Directions.
**A.** In the passage on community midwives, which two complications are given as examples that a woman might learn about during pregnancy?
**B.** Carry the passage on community midwives and prenatal care forward from its last sentence.

Study text.
At the outset of pregnancy, we often do not know precisely how the pregnancy is going to unfold. Choice of birth setting and prenatal care provider are not one-time decisions that you make at the beginning of pregnancy, never to revisit. These decisions are made multiple times, together with your midwife as you learn about the health of the pregnancy. Women may begin care with a community midwife and find out some time during the pregnancy about a complication, like high blood pressure or gestational diabetes.

At that point, you can continue your prenatal visits with your midwife, but additionally use the connections your midwife has to access other providers as needed for what we call “co-care” or collaborative care provided by a care team. The additional provider/s bring access to a skill set that may be necessary for supporting a more medically complicated pregnancy. The point is that if a woman cannot access adequate care during her pregnancy, she cannot be supported and evaluated in a way that helps ensure a positive outcome. Far too many women in the US show up in the emergency room in labor never having received comprehensive and supportive care during their pregnancy. I believe community midwives can be an important part of changing that.

(Localization data with one point per instance)
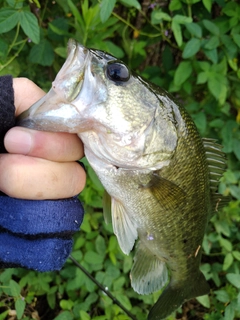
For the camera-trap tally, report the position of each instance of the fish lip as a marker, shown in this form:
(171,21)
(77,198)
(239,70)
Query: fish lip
(54,111)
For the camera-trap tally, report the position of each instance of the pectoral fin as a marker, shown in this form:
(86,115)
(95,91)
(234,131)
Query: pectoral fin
(123,226)
(166,192)
(107,207)
(148,274)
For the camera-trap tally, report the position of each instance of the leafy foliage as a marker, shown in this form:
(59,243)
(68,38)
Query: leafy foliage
(192,49)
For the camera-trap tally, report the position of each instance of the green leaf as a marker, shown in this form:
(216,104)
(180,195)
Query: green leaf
(236,148)
(182,73)
(106,8)
(100,245)
(191,48)
(211,55)
(93,257)
(226,244)
(217,85)
(204,300)
(29,24)
(66,304)
(8,19)
(229,312)
(158,16)
(222,296)
(194,29)
(15,288)
(236,38)
(20,306)
(42,53)
(228,261)
(65,315)
(84,315)
(182,19)
(208,5)
(236,255)
(234,279)
(212,43)
(235,191)
(175,5)
(61,51)
(177,32)
(212,27)
(202,77)
(131,3)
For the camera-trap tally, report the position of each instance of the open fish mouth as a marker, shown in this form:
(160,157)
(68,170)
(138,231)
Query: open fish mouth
(55,111)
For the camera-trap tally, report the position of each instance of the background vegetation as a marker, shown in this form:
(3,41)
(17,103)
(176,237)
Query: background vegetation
(189,47)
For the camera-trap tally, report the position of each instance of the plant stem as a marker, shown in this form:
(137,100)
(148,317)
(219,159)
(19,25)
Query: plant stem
(104,289)
(14,56)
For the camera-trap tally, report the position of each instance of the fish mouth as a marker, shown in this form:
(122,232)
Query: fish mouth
(55,111)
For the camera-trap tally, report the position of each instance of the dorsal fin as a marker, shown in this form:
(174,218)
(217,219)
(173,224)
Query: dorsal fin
(216,161)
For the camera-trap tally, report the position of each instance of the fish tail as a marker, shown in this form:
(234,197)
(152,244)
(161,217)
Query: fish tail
(174,296)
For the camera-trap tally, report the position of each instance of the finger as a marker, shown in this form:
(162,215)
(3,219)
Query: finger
(49,145)
(26,92)
(33,178)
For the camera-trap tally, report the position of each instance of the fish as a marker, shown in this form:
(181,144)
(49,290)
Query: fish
(160,177)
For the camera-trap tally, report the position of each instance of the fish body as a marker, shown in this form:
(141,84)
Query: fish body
(160,176)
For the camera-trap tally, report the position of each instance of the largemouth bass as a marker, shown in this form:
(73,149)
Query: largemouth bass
(161,177)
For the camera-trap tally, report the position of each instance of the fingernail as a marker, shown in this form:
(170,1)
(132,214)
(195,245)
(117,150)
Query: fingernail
(18,140)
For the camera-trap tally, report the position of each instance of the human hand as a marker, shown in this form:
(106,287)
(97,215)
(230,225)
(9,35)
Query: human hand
(39,165)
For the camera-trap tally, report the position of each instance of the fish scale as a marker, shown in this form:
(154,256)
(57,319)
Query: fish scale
(160,176)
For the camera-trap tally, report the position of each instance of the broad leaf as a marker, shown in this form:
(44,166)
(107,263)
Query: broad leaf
(8,19)
(42,53)
(30,26)
(191,48)
(106,8)
(182,73)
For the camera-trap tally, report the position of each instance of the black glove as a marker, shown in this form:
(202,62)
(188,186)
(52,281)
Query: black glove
(34,234)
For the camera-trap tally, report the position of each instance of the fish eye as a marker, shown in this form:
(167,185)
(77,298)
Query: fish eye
(117,71)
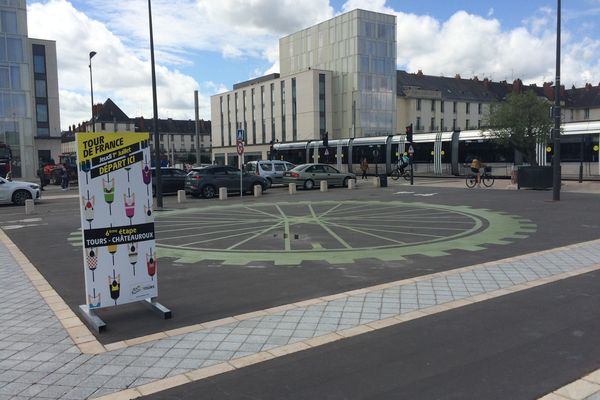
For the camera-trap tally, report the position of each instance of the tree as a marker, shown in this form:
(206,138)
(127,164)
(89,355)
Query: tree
(521,121)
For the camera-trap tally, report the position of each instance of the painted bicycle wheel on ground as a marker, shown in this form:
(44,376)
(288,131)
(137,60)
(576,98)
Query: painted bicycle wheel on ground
(288,233)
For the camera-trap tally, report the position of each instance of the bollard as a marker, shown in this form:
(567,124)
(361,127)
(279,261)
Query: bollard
(29,206)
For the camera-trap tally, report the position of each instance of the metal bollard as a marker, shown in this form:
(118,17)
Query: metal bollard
(29,206)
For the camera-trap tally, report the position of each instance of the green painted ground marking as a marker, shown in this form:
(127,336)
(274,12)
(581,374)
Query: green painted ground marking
(339,232)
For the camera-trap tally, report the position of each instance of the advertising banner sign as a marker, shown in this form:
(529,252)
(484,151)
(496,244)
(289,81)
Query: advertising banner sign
(115,190)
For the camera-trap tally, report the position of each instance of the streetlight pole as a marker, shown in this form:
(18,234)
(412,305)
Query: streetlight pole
(92,54)
(556,132)
(159,203)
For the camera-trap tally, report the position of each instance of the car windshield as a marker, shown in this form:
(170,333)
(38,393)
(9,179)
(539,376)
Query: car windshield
(300,167)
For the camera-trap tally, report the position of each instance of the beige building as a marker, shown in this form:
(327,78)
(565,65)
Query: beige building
(337,77)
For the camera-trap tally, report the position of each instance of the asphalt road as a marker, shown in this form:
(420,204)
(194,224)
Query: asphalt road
(207,290)
(520,346)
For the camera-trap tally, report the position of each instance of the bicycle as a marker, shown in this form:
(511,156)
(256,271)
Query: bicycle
(486,178)
(396,174)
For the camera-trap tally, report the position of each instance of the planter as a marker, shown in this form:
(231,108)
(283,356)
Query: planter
(534,177)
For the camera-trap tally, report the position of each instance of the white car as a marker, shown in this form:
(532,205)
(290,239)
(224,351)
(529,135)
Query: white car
(17,192)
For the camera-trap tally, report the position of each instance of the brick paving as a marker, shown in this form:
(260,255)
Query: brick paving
(38,359)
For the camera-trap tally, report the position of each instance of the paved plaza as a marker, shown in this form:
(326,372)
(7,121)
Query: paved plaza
(47,353)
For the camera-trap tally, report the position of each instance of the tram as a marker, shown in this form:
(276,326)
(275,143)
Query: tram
(448,153)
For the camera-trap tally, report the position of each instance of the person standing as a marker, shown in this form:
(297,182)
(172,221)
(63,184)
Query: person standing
(364,166)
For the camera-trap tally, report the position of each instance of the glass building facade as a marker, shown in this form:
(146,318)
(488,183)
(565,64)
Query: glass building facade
(359,47)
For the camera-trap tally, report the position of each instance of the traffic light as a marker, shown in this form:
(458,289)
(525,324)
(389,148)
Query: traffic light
(409,133)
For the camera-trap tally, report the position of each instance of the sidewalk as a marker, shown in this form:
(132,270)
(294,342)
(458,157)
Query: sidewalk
(46,353)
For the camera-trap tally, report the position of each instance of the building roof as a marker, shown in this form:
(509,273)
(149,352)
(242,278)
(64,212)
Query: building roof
(110,112)
(588,96)
(172,126)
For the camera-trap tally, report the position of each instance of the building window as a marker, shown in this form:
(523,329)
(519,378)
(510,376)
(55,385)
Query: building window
(41,112)
(322,114)
(8,21)
(294,112)
(282,83)
(40,88)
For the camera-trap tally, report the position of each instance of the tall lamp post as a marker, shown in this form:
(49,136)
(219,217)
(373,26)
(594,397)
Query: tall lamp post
(92,54)
(556,131)
(159,203)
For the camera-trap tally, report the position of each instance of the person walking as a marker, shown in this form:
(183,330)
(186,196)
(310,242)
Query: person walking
(364,166)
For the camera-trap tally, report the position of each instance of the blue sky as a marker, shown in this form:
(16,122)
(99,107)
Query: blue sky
(209,45)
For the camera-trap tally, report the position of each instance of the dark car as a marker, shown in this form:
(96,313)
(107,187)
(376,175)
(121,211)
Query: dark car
(206,181)
(172,180)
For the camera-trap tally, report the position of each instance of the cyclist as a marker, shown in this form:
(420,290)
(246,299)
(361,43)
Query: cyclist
(402,163)
(476,166)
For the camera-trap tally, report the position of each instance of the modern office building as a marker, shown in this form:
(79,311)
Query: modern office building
(29,109)
(337,77)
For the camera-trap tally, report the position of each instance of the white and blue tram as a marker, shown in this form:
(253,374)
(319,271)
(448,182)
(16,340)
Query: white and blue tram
(448,153)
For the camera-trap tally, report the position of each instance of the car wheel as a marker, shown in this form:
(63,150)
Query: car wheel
(20,196)
(208,192)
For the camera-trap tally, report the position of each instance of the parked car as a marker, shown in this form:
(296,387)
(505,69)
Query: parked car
(172,179)
(206,181)
(311,175)
(17,192)
(272,171)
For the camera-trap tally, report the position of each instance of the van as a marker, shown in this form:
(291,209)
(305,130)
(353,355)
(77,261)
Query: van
(272,171)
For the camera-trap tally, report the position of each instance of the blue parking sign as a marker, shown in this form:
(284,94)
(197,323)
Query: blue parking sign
(240,135)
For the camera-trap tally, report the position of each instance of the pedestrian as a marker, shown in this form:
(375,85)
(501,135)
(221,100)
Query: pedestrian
(64,178)
(364,166)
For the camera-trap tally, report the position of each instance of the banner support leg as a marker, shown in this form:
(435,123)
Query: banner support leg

Responses by task.
**A.** High blood pressure and gestational diabetes.

**B.**
While many pregnant people will go into labor planning a midwife-attended home or birth center birth in their community, comprehensive prenatal care can help identify instances where you may be better served by having your midwife attend you at the hospital along with additional providers.

You can imagine this scenario for rural families: let’s say they travel an hour to get to obstetric care. After the birth is over, they go back home. They’re now quite isolated from their provider, and they have a new baby at home. One of the benefits of home and birth center birth care is that often there is some kind of in-home postpartum care provided. Following birth, regardless of the location, the midwife can then resume in-home care, providing vital services like breastfeeding support and assessment for postpartum mood disorders and neonatal weight gain and development, all of which are critical but more challenging to access in rural communities.

I think part of what keeps people from considering all of their options when they become pregnant is what anthropologists in our country have called the home/hospital divide. The birth setting debate is an often a contentious one, and so we may fail to see the places we can work together.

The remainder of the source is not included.